Extract provided:
And then his widow Sally surprised everyone by finishing the theater left incomplete at Albert’s death, then leading the studio into some of its most productive years in the late 1980s and early 1990s. She finally sold the restaurant/theater complex to Bear Café restaurateurs Peter Cantine, Eric Mann and Andy Cooper six and a half years ago, who continue to run their fine eatery and manage the property today. The Bearsville Studios, where artists like The Band, Paul Butterfield, Bonnie Raitt, Janis Joplin and John Hartford recorded, where Muddy Waters did his Woodstock album and the Woodstock Mountain Review kicked it in, where the Johnny Average Band and Robbie Dupree made records, where Randy Van Warmer cut “Just When I Needed You Most,” and Jesse Winchester sang and played, where the Rolling Stones rehearsed before their Joyous Lake appearance, were finally sold and have been made into a private residence.
McKenna spoke about how Albert seemed alone, for years, in his dream of building his own city along the creek in Bearsville, in what everyone initially thought would be little more than an in-house studio. But then it all came to pass. McKenna has continued his own career, now running his own Bandshell Artists management company, which he feels he’d never have had the gumption to do were it not for Grossman’s having mentored him, and shown how such things could be done with artistic integrity.
Down in town, Wok ‘n Roll Café proprietor Sha Wu recalled how Grossman brought him to town to provide him and his music clients some good Chinese food. He remembered cooking in what is now the Peterson House at first, and then at The Bear Café before The Little Bear, still a Chinese Restaurant to this day, was built for him. Later, Grossman helped him set up his own business on Route 28, and had promised to help him with another place in the Bearsville Flats not far from the Grossman complex.
“He was a very funny man,” Sha Wu says, shaking his head with deep memories filling his eyes. “He was my very good friend.”
Boyle remembered helping turn what had been Gunnar Petersen’s one horse barn into what would eventually be the Bear Café at which Sha Wu cooked. All the best carpenters in the area ended up on Grossman’s salary, working for years under the man Boyle called Bearsville’s “majordomo,” Paul Cypert.
“He kept a dozen people working for a very long time,” he said. “He’d get all his lumber from Nelson Shultis’ sawmill. He had the best copper roofing master, Otto Shue, and everything he had done was done the best it could be. Everything he built was in keeping with what was already here while also enhancing it.”
“I loved his passion and I was in tears when I heard he passed away. A part of me left Woodstock forever from that point on,” says Storyk, the man whose business, with offices worldwide, is now based in the Poughkeepsie area. “Now, when I go through town — and I still visit his grave three or four times a year — everywhere I look I see Albert. Just as when we were all gathered around his grave, 25 years ago, I couldn’t help but wonder how all the buildings I could see had been touched by him, and me, for that matter.”

Given exercise: According to the passage about Albert Grossman and Bearsville, where did Grossman get all his lumber?

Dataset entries
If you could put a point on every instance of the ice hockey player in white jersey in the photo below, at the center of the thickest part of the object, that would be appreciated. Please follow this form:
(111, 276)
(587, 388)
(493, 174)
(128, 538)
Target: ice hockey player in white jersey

Result: From Nelson Shultis' sawmill.